__GIVEN REQUEST__. Write each line out again exactly as written.
:: EXTRACTED MATERIAL
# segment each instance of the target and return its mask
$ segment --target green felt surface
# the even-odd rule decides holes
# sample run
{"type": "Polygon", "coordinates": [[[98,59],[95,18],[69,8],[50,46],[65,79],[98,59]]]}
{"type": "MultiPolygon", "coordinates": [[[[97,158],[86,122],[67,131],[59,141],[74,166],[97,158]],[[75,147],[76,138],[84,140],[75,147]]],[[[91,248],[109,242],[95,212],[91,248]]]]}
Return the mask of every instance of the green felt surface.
::::
__COMPLETED EXERCISE__.
# segment each instance of the target and return its mask
$ segment --target green felt surface
# the even-odd rule decides holes
# sample run
{"type": "Polygon", "coordinates": [[[98,59],[95,18],[69,8],[50,46],[65,79],[98,59]]]}
{"type": "MultiPolygon", "coordinates": [[[[97,158],[86,122],[67,131],[59,141],[74,166],[97,158]],[[75,147],[76,138],[84,140],[75,147]]],[[[91,248],[109,242],[95,212],[91,248]]]]}
Return the mask of every instance of the green felt surface.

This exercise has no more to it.